La théorie des actes de parole - terme préférable à celui d'acte de langage puisqu'il s'agit bien de la parole mobilisée par une énonciation - relève du domaine de la pragmatique, c'est-à-dire des relations que la langue entretient avec ses utilisateurs, des effets produits par la langue à l'intérieur d'un contexte verbal et non verbal. D'après J. L. AUSTIN 1, toute énonciation non seulement dit quelque chose - acte locutoire - mais, en même temps, accomplit quelque chose, réalise une action - acte illocutoire - qui, comme les actes non linguistiques, modifie une situation en faisant reconnaître au co-énonciateur une intention pragmatique.

> [DONNÉES]:
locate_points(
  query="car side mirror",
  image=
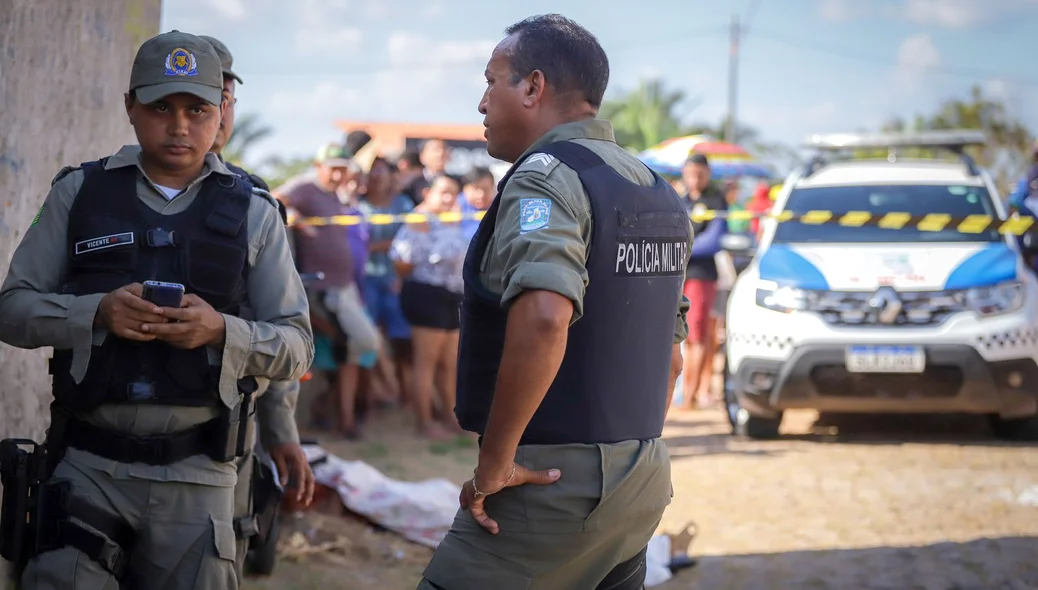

> [TRAVAIL À RÉALISER]:
a) Mettez à jour le passage du texte sur les actes de parole, en commençant par « La théorie des » et en allant jusqu'à « une intention pragmatique. », et remplacez « co-énonciateur » par « destinataire ».
b) Répondez aux questions suivantes à partir du texte sur les actes de parole.
(i) Quel terme ce texte juge-t-il préférable à celui d'acte de langage ?
(ii) De quel domaine relève la théorie des actes de parole ?
(iii) Quel nom donne-t-on à l'acte par lequel l'énonciation accomplit quelque chose ?
c) D'après le texte sur les actes de parole, expliquez pourquoi le terme d'acte de parole est préférable à celui d'acte de langage.
Les données ne sont pas utiles ici.

> [CORRIGÉS PAR TÂCHE]:
a)
La théorie des actes de parole - terme préférable à celui d'acte de langage puisqu'il s'agit bien de la parole mobilisée par une énonciation - relève du domaine de la pragmatique, c'est-à-dire des relations que la langue entretient avec ses utilisateurs, des effets produits par la langue à l'intérieur d'un contexte verbal et non verbal. D'après J. L. AUSTIN 1, toute énonciation non seulement dit quelque chose - acte locutoire - mais, en même temps, accomplit quelque chose, réalise une action - acte illocutoire - qui, comme les actes non linguistiques, modifie une situation en faisant reconnaître au destinataire une intention pragmatique.

b)
(i) Le terme d'acte de parole.
(ii) Du domaine de la pragmatique.
(iii) L'acte illocutoire.

c) Ce terme est préférable parce qu'il s'agit bien de la parole mobilisée par une énonciation.